Extend the circuit description below, starting after its final sentence.

_TEXT_
________
Continuing to refer to FIG. 1 inverting buffer circuit 40 in response to the unbalanced pulsed electrical signal at junction A inverts the signal as shown in FIG. 2 whereby the pulsed voltage signal appearing at junction B is high for at least 90% of the period t of the signal and low for at most 10% of the period t. Furthermore, inverting buffer circuit 40 prevents capacitor 22 of circuit means 20 from interacting and thereby having an effect upon circuit means 60 for exponentially decaying the pulsed voltage signal appearing at junction B. Circuit means 40 also includes two inverting logic gates which as illustrated are NAND gates 42 and 46 each having inputs 43, 44 and 47, 48 respectively and an output 45 and 49 respectively. Inputs 43, 44 and 47, 48 of NAND gates 42 and 46 respectively are all commonly electrically coupled to the output (junction A) of pulsating circuit means 20 and the respective outputs 45 and 49 of gates 42 and 46 are commonly electrically coupled together at junction B representing the output of circuit means 40. Accordingly, the pulsed electrical signal appearing at junction A and modified by circuit means 40 as shown in FIG. 2 at junction B serves as the necessary drive signal for audible signalling circuit 80 to produce an audible signal. It should again be noted that without further modification of the pulsed electrical signal appearing at junction B a pulsed audible signal would be produced by audible signalling circuit 80 which would be on or audible for at least 90% of the period t of the pulsed electrical signal (junction B) and would be off or silent for at most 10% of the period t of the pulsed electrical signal.
________
Entries from a dataset
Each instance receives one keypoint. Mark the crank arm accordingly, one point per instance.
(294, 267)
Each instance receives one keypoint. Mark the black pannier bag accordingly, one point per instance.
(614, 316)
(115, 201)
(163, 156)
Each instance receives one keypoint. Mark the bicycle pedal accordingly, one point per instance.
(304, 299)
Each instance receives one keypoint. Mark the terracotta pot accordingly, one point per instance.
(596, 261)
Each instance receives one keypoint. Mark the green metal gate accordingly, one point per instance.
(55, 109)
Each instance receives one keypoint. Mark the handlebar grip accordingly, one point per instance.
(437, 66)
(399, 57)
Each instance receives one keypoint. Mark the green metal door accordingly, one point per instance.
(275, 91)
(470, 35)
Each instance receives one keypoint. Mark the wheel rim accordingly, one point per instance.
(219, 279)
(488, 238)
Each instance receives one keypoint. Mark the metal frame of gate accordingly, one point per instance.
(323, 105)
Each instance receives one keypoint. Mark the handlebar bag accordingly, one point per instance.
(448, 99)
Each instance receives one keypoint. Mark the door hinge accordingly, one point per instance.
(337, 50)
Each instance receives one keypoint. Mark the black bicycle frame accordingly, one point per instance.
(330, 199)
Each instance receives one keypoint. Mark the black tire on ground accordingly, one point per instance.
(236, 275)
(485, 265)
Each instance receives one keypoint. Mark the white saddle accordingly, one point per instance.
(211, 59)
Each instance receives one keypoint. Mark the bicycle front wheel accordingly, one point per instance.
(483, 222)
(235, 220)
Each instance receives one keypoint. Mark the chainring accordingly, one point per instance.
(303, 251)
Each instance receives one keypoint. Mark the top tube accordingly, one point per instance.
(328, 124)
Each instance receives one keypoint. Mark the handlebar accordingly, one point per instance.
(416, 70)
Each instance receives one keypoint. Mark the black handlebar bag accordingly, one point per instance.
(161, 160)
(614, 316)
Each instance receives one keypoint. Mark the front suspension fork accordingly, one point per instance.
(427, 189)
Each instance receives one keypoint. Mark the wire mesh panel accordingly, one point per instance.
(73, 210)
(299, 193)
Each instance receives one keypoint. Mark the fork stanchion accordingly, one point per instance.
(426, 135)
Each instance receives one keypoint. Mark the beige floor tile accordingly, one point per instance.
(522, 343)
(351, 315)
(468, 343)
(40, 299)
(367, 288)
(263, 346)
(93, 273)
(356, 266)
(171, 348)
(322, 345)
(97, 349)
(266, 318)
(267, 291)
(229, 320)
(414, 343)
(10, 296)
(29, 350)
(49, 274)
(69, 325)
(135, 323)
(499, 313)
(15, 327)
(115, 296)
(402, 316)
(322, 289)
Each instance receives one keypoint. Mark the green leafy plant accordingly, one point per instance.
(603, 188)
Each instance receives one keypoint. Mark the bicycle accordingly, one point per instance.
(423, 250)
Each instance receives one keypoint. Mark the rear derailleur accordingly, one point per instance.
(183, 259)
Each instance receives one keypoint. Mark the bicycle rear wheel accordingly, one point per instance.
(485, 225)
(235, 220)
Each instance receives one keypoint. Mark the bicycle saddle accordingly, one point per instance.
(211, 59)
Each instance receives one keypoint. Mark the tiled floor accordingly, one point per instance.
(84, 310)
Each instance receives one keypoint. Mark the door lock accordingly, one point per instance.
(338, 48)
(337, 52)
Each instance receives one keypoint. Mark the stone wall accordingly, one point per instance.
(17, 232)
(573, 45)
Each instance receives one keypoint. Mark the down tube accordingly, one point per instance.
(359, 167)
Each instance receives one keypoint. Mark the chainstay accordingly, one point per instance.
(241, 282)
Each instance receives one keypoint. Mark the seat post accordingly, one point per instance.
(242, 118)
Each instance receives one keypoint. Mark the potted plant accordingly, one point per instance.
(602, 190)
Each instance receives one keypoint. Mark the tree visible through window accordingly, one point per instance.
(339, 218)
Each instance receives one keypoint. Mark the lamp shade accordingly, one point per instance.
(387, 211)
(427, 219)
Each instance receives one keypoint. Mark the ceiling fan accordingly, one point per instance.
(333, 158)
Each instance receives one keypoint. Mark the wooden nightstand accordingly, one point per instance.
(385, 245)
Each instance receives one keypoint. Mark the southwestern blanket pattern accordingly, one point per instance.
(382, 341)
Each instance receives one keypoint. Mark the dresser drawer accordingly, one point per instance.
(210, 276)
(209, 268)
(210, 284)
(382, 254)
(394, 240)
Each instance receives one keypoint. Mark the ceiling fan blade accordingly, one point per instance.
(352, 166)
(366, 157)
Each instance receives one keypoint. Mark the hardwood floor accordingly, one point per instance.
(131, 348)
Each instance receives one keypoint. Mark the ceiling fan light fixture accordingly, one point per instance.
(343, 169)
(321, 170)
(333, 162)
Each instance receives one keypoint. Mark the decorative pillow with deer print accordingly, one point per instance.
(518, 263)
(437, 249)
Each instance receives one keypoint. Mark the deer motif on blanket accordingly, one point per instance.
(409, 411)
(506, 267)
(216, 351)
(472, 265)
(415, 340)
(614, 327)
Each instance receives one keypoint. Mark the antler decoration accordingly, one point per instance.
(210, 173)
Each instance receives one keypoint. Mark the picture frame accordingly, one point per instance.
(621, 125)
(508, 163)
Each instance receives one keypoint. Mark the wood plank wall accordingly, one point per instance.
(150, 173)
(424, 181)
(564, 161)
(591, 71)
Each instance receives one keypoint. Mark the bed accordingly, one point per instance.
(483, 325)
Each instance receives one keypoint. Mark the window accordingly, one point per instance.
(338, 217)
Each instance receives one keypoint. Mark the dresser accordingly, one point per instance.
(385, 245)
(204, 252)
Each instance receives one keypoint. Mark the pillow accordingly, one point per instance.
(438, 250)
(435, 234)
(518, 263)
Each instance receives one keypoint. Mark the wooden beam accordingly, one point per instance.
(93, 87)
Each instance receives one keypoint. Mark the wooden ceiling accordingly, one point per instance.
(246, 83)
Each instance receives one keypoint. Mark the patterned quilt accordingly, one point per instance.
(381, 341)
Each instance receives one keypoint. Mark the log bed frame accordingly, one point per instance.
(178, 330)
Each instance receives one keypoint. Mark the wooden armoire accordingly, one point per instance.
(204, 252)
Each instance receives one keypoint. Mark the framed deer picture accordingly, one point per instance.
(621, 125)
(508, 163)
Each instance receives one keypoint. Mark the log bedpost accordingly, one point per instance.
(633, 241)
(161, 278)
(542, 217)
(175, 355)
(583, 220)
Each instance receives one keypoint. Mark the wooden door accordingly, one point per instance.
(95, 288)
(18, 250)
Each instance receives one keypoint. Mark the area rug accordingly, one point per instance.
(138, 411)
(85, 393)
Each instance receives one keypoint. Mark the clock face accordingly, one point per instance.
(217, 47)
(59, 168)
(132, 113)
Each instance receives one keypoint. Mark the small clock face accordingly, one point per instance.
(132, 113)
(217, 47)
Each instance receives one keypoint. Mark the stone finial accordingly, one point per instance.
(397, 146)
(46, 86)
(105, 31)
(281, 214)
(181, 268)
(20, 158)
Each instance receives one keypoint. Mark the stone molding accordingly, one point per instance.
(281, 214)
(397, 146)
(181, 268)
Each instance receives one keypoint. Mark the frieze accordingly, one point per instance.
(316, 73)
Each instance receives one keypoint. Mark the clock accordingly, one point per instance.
________
_RESULT OF THE TASK_
Circuit means 60 for exponentially decaying the pulsed electrical signal appearing at junction B includes a capacitor 62 electrically interposed between circuit means 50 (junction B) and the audible signalling circuit 80 and a diode 64 having its cathode electrically coupled to capacitor 62 and its anode electrically coupled to ground potential 70 whereby diode 64 is in parallel to audible signalling circuit 80. When the pulsed electrical signal (i.e. voltage) at junction B is high (90% of period t) capacitor 62 charges through audible signalling circuit 80. Initially, (when the pulsed electrical signal at junction B is initially high) the magnitude of the voltage at junction C (See FIG. 2) is the same as the voltage of junction B. The sound level of the audible signal provided by audible signalling circuit 80 is related to the magnitude of the voltage at junction C and is at a maximum when the voltages at junctions B and C are equal and high. As time elapses, the charging of capacitor 62 results in an exponential increase in voltage across the capacitor 62. Simultaneously the voltage at junction C decreases exponentially as shown in FIG. 2 thereby causing the sound level of the audible signal provided by audible signalling circuit 80 to correspondingly decrease exponentially. When the pulsed electrical signal at junction B goes low (10% of period t) capacitor 62 is rapidly discharged through inverting buffer circuit 40 and diode 64. Diode 64 also serves to prevent the audible signalling circuit 80 from producing a new pulsed audible output signal during the discharge of capacitor 62. Understandably, component values for the resistors 24 and 26 and capacitor 22 of pulsating circuit means 20 and capacitor 62 of circuit means 60 should be chosen to give a repetition rate of pulses and a decay time whereby a new peak audible signal occurs at substantially the same moment that the exponential decay of the previous audible signal is completed. FIG. 2 shows the pulsed exponentially decaying signal which appears at junction C and which is further representative of the pulsed exponentially decaying audible signal produced by audible signalling circuit 80 in response thereto.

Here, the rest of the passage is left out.